* Supplied material *
——

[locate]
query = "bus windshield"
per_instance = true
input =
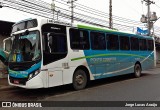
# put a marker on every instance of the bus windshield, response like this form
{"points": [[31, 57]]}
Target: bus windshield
{"points": [[25, 47]]}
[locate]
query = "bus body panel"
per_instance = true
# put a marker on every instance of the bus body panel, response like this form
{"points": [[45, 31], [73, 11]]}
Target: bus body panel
{"points": [[99, 63]]}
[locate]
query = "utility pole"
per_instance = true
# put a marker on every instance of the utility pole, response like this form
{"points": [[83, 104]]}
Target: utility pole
{"points": [[1, 5], [148, 3], [110, 15], [72, 10], [53, 7]]}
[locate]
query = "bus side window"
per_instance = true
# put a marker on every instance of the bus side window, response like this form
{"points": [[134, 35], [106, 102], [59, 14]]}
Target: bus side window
{"points": [[150, 45], [143, 44], [98, 41], [124, 43], [134, 43], [79, 39], [112, 42]]}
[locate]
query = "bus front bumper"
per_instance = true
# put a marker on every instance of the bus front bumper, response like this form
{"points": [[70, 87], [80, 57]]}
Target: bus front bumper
{"points": [[33, 83]]}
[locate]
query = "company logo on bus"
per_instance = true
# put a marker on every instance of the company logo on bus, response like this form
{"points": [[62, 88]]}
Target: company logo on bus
{"points": [[55, 28]]}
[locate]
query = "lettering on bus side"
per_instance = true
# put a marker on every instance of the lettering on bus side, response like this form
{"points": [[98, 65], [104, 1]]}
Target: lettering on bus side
{"points": [[102, 60]]}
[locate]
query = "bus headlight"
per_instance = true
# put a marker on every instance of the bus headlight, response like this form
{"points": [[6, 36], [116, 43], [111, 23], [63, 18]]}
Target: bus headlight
{"points": [[33, 74]]}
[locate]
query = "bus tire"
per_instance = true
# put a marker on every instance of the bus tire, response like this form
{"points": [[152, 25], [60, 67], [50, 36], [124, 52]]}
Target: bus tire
{"points": [[137, 70], [79, 79]]}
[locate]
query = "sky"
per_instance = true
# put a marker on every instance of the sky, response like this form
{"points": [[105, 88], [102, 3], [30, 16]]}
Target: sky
{"points": [[131, 9]]}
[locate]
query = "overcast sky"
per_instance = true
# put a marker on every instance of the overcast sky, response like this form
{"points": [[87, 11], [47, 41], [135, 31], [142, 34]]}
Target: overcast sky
{"points": [[131, 9]]}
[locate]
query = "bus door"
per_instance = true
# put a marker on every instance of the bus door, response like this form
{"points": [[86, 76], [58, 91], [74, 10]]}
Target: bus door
{"points": [[55, 52]]}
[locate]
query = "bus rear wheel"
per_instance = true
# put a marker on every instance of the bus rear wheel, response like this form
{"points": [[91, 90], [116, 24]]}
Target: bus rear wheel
{"points": [[79, 79], [137, 70]]}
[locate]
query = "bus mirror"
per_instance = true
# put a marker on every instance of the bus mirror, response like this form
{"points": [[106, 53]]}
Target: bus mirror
{"points": [[7, 45]]}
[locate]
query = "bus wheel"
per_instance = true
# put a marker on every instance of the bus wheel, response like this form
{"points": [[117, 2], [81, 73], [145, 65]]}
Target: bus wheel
{"points": [[137, 70], [79, 79]]}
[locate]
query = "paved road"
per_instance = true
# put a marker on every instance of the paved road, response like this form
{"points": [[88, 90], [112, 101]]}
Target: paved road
{"points": [[122, 88]]}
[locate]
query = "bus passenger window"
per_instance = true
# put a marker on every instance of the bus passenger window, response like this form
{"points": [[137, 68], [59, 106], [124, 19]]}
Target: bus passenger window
{"points": [[124, 43], [79, 39], [150, 45], [142, 44], [134, 43], [112, 42], [98, 41]]}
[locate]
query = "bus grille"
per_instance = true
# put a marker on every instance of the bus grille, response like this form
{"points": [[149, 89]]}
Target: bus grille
{"points": [[21, 81]]}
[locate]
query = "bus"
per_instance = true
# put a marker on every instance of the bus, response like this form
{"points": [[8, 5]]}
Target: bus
{"points": [[46, 53]]}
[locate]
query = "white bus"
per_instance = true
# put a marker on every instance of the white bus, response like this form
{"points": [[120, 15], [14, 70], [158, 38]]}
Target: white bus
{"points": [[48, 54]]}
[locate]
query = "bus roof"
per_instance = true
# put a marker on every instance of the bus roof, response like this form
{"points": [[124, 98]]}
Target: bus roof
{"points": [[111, 31]]}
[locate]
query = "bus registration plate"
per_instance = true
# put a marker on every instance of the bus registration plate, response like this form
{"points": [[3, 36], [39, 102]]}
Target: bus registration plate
{"points": [[16, 82]]}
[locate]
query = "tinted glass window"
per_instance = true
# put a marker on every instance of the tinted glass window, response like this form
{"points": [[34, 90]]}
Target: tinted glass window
{"points": [[79, 39], [25, 25], [98, 41], [150, 45], [134, 43], [54, 43], [112, 42], [142, 44], [124, 43]]}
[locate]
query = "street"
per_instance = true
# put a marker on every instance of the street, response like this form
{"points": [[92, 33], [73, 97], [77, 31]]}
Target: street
{"points": [[121, 88]]}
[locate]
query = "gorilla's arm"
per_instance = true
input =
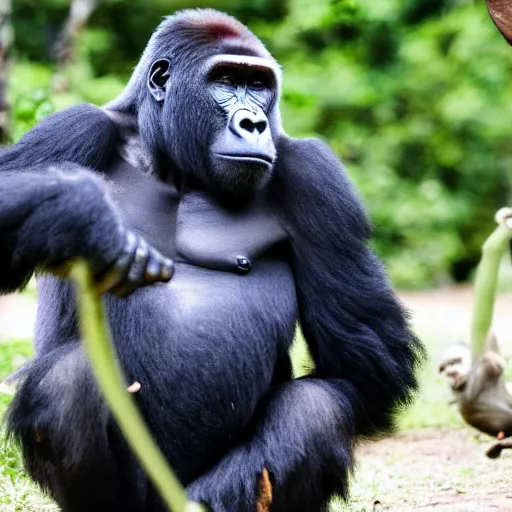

——

* Stated goal *
List every line in the items that contains the word "lettering". Case counts.

* Finished exercise *
query = "lettering on bus side"
# put a marker on every instance of the lettering on bus side, response like this form
Target: lettering on bus side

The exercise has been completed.